Consigne 1: Recopiez le passage de l'extrait du texte qui va de « Il a droit à » jusqu'à « ce long périple. », en changeant « friandises » en « gâteries ».
Consigne 2: Dites si chaque phrase concorde avec l'extrait du texte, par oui ou par non, en citant mot pour mot les mots décisifs. (a) Le chien dort sur une couverture moelleuse. (b) Le chien refuse les friandises. (c) Les balades se font sous la pluie.

Extrait du texte:

------------------------

La nuit s'est très bien passée :: ....et cette journée aussi  :: ...il semble avoir (presque) toujours habité en ces lieux ! Il sort à son gré et rentre tout aussi à l'aise.
Il a droit à des friandises de qualité ...sur lesquelles il ne rechigne absolument pas !
 Il dort comme un bébé sur une couverture moëlleuse...tout à fait à l'aise.
Quelques petites ballades,  la truffe au vent (léger) et sous un soleil automnal.
Voilà, le 1er jour de sa nouvelle vie ......

----------


## francesca75

Quel plaisir de lire ces nouvelles ! 
Le bonheur est là après ce long périple.

----------


## Roukmoutt

Qu es ce que c est bon de lire tout ca ! 
Heureuse, heureuse pour Denver..
on espere des photos!
Quel soulagement pour Mimi, en plus Elle pourra le revoir,et lui faire des bisous...
Maintenant au tour de Bambi ,le beau noiraud !

------------------------

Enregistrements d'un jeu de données

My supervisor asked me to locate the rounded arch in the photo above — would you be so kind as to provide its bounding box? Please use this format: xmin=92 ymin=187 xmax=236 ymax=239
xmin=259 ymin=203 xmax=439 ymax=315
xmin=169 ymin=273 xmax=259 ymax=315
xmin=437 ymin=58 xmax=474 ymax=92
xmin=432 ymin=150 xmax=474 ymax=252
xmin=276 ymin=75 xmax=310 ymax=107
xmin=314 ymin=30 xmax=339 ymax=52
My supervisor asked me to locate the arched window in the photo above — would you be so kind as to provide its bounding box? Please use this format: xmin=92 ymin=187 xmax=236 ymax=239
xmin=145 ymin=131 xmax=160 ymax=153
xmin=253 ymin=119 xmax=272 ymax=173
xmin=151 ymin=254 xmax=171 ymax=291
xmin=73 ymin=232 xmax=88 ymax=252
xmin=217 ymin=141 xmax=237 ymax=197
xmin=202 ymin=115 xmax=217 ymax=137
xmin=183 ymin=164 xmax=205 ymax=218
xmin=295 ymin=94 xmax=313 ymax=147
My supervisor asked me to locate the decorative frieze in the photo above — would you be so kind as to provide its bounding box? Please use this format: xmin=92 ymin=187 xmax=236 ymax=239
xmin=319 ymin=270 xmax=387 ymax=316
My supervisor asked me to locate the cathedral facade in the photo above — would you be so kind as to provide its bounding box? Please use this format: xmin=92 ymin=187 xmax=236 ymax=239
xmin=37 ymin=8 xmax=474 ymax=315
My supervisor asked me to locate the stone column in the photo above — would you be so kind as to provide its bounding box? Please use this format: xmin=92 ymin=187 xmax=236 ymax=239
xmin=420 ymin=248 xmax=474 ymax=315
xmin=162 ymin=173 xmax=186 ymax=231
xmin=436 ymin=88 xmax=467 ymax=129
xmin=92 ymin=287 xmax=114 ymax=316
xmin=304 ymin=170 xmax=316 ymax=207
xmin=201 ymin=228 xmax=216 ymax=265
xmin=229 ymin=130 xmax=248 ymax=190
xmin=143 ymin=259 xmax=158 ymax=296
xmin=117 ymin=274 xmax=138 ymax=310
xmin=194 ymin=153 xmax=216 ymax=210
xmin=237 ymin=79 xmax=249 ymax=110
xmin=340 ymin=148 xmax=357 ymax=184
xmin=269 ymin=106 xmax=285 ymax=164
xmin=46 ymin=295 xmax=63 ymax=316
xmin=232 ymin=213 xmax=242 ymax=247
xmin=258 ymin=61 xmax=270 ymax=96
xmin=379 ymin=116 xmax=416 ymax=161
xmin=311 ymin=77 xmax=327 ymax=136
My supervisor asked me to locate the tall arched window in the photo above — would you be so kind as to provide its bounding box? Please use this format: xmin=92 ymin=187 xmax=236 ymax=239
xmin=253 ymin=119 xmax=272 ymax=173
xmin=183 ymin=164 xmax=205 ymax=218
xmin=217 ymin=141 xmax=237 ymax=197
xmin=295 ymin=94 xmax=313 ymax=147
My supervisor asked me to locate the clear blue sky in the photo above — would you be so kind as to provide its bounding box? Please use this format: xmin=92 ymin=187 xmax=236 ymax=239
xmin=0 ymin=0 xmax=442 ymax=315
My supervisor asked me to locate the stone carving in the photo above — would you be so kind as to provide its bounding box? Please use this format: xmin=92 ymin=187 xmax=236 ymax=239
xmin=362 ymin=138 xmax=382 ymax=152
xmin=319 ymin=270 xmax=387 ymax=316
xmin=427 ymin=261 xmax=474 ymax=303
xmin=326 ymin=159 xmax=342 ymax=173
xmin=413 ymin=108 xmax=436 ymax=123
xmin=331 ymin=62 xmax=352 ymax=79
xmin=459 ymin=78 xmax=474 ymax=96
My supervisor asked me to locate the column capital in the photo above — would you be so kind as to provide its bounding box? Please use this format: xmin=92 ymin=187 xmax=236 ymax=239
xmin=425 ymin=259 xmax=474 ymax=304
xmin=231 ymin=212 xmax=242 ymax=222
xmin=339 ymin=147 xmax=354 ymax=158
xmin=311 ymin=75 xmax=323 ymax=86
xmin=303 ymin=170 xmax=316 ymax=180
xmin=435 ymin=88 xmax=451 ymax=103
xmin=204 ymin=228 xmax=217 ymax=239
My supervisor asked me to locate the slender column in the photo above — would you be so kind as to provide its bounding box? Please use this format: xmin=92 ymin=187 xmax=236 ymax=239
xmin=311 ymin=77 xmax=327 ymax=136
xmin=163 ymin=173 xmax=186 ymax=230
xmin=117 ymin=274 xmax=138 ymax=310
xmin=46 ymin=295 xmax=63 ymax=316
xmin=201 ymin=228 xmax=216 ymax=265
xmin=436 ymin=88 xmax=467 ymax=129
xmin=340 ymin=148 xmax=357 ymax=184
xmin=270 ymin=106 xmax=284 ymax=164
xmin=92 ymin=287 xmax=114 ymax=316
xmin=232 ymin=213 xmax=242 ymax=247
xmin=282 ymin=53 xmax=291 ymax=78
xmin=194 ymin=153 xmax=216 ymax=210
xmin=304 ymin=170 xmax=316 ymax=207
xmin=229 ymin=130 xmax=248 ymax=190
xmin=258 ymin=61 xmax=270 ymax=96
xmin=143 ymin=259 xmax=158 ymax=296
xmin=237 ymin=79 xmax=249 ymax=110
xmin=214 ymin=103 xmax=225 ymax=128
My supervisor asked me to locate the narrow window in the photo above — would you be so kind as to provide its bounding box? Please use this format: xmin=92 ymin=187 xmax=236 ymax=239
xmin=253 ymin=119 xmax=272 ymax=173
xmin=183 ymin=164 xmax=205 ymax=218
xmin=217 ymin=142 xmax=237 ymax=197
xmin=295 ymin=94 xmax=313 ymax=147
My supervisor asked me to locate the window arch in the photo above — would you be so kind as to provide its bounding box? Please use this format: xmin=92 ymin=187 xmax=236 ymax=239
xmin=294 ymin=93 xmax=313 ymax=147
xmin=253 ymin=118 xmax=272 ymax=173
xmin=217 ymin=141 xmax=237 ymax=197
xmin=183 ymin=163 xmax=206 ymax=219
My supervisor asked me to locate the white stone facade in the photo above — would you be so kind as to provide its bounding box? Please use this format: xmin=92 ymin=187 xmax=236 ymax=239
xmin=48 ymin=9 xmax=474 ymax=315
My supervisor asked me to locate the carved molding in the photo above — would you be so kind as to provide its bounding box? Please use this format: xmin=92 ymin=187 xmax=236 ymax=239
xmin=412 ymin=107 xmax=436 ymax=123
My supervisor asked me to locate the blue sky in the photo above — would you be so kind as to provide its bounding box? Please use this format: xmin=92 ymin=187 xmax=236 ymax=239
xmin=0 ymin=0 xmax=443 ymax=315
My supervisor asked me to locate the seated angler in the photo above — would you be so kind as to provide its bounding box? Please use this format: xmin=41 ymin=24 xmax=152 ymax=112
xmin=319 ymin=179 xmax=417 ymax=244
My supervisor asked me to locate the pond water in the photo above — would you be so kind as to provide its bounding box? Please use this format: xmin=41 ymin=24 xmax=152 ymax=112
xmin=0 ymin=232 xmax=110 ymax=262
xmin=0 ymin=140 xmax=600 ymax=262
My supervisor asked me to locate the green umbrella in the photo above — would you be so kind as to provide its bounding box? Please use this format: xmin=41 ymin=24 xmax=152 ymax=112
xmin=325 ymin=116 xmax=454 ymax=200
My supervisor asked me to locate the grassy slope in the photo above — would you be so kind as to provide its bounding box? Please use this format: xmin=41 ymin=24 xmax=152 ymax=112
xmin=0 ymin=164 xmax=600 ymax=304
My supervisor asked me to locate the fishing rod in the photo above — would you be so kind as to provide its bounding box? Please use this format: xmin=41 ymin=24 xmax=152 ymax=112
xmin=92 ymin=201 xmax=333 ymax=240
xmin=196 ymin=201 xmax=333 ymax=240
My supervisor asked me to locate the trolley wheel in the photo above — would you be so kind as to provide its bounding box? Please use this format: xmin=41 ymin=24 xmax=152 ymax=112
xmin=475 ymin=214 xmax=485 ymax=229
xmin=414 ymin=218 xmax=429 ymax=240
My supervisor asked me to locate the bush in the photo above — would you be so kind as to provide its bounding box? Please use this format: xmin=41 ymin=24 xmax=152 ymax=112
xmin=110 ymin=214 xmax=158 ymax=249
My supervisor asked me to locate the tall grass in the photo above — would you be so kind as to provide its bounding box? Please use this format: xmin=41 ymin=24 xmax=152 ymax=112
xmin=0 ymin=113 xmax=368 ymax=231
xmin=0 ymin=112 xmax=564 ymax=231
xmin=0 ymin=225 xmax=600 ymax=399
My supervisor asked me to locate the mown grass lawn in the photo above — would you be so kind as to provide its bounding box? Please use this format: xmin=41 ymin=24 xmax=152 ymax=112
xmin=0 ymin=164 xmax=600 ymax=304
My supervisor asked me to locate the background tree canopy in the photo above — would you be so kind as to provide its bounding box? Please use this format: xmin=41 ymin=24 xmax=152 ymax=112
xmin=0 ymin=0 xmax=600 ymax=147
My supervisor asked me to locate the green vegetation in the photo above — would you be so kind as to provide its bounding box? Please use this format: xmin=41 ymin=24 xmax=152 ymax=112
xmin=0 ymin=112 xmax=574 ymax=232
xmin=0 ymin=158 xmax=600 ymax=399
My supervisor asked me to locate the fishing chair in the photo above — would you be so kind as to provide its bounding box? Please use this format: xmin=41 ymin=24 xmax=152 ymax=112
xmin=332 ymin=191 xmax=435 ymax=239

------------------------

Réponse attendue 1:
Il a droit à des gâteries de qualité ...sur lesquelles il ne rechigne absolument pas !
 Il dort comme un bébé sur une couverture moëlleuse...tout à fait à l'aise.
Quelques petites ballades,  la truffe au vent (léger) et sous un soleil automnal.
Voilà, le 1er jour de sa nouvelle vie ......

----------


## francesca75

Quel plaisir de lire ces nouvelles ! 
Le bonheur est là après ce long périple.

Réponse attendue 2:
(a) Oui : « Il dort comme un bébé sur une couverture moëlleuse ».
(b) Non : « sur lesquelles il ne rechigne absolument pas ».
(c) Non : « sous un soleil automnal ».